Wholesale Prices Rise 0.2%
The Producer Price Index (PPI) rose 0.2% in October, below the 0.4% estimate. The PPI rose 0.4% in September. A significant contributor to the slowdown in wholesale inflation was a 0.1% decline in services, the first outright decline in that measure since November 2020. On a year-over-year basis, PPI rose 8% compared to an 8.4% increase in September.
Q3 GDP Rises 2.9%
Q3 GDP rose an upwardly revised 2.9%, according to the second reading from the Commerce Department. Upward revisions in consumer and business spending accounted for much of the revised growth. Residential investment contracted for the sixth consecutive quarter. When measured from the income side, the economy grew at a 0.3% rate. Gross domestic income (GDI) had contracted 0.8% in the second quarter. In principle, GDP and GDI should be equal, but in practice they generally diverge as they are estimated using different and largely independent source data. The average of GDP and GDI, also referred to as gross domestic output and considered a better measure of economic activity, increased 1.6% in the third quarter after shrinking 0.7% in the second quarter.
Real personal consumption expenditures (PCE), which account for roughly two-thirds of spending, rose an annualized 1.4% in Q3. Spending on durable goods, which tends to be sensitive to higher interest rates, edged down by 0.8%, while spending on non-durable goods slid 1.4%. Spending on services, which is still being boosted significantly by pent-up demand, grew 2.8%. Rapidly rising mortgage rates contributed to residential investment plunging by more than 26% in Q3. Residential investment has declined by more than 15% since peaking in early 2021.

#####

### [STATED EXERCISE A]
Answer these questions about the economic report above:
(i) By how much did the PPI rise in September?
(ii) For how many consecutive quarters has residential investment contracted?
(iii) How much did spending on services grow in Q3?

#####

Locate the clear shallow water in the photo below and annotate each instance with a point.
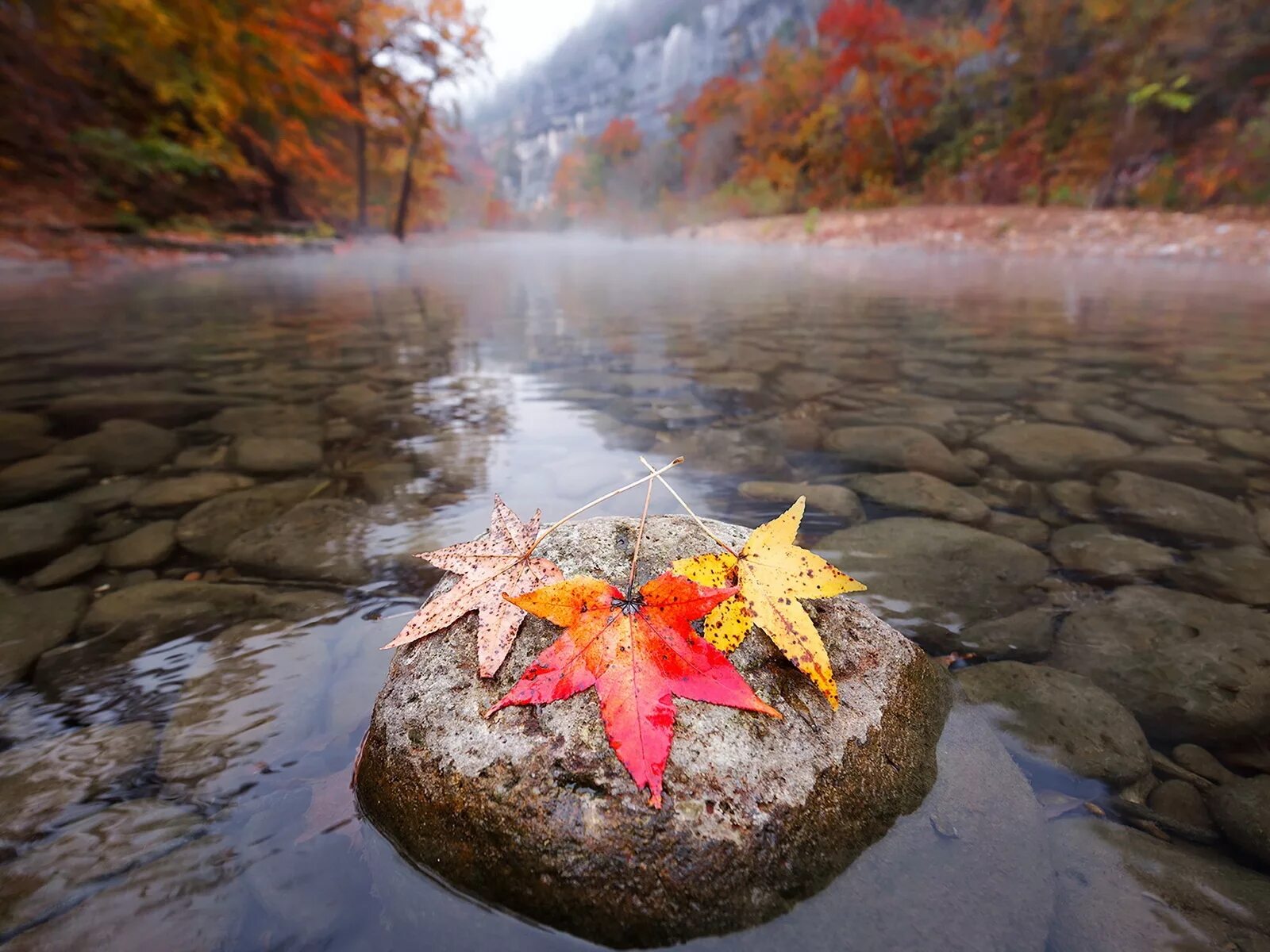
(540, 370)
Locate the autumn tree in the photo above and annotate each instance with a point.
(438, 46)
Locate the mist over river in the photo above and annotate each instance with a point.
(1054, 476)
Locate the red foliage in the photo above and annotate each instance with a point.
(620, 140)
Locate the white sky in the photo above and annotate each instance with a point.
(520, 33)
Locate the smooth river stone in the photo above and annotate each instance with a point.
(41, 780)
(1049, 451)
(31, 625)
(920, 493)
(1240, 574)
(184, 492)
(1121, 890)
(903, 448)
(22, 436)
(1175, 509)
(531, 809)
(321, 539)
(209, 528)
(1053, 716)
(98, 847)
(42, 476)
(1187, 666)
(930, 574)
(275, 455)
(124, 447)
(1104, 554)
(1194, 405)
(37, 532)
(160, 408)
(1242, 810)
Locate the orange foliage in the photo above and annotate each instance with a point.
(620, 140)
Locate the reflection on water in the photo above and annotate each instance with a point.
(190, 601)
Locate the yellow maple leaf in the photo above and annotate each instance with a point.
(772, 575)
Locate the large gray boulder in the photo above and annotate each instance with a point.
(533, 810)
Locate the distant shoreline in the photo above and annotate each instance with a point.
(1235, 236)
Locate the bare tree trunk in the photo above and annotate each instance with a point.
(403, 213)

#####

### [STATED EXERCISE B]
Rewrite the lines of the entries above as a Markdown table with the columns No. and Line, numbering the rows and omitting blank lines. Leave the pictures out of the answer.

### [TASK OUTPUT A]
(i) 0.4%
(ii) Six
(iii) 2.8%

### [TASK OUTPUT B]
| No. | Line |
|---|---|
| 1 | Locate the clear shallow water in the photo below and annotate each instance with a point. |
| 2 | (540, 370) |
| 3 | Locate the autumn tree in the photo above and annotate each instance with a point. |
| 4 | (438, 46) |
| 5 | Locate the mist over river in the photo above and annotate each instance with a point. |
| 6 | (1054, 476) |
| 7 | Locate the red foliage in the photo above and annotate each instance with a point. |
| 8 | (620, 140) |
| 9 | Locate the white sky in the photo above and annotate each instance with a point. |
| 10 | (520, 33) |
| 11 | Locate the smooth river stone in the photo above and annotate each instance with a point. |
| 12 | (41, 780) |
| 13 | (1049, 451) |
| 14 | (31, 625) |
| 15 | (920, 493) |
| 16 | (1240, 574) |
| 17 | (184, 492) |
| 18 | (1121, 890) |
| 19 | (903, 448) |
| 20 | (22, 436) |
| 21 | (1175, 509) |
| 22 | (531, 809) |
| 23 | (321, 539) |
| 24 | (209, 528) |
| 25 | (1053, 716) |
| 26 | (98, 847) |
| 27 | (42, 476) |
| 28 | (1187, 666) |
| 29 | (930, 574) |
| 30 | (275, 455) |
| 31 | (124, 447) |
| 32 | (1104, 554) |
| 33 | (1194, 405) |
| 34 | (37, 532) |
| 35 | (160, 408) |
| 36 | (1242, 810) |
| 37 | Locate the orange foliage in the photo above and annotate each instance with a point. |
| 38 | (620, 140) |
| 39 | Locate the reflection on water in the photo above and annotate each instance with a point. |
| 40 | (190, 601) |
| 41 | Locate the yellow maple leaf in the photo above and annotate each instance with a point. |
| 42 | (772, 575) |
| 43 | Locate the large gray boulder in the photo above and annotate each instance with a point. |
| 44 | (533, 810) |
| 45 | Locate the distant shoreline in the photo above and annotate each instance with a point. |
| 46 | (1235, 236) |
| 47 | Locate the bare tree trunk in the photo above and annotate each instance with a point. |
| 48 | (403, 213) |